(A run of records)

_____

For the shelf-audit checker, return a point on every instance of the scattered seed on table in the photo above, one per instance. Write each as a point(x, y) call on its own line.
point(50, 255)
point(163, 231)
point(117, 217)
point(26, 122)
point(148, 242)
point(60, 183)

_____

Task objective:
Rewrite the material with "scattered seed" swapped for "loose grain", leaving everything else as it is.

Response below:
For the shelf-audit checker, return a point on every instance of the loose grain on table in the photo above, one per instance. Write each as a point(x, y) call on its own line.
point(50, 255)
point(163, 231)
point(117, 217)
point(26, 122)
point(148, 242)
point(60, 183)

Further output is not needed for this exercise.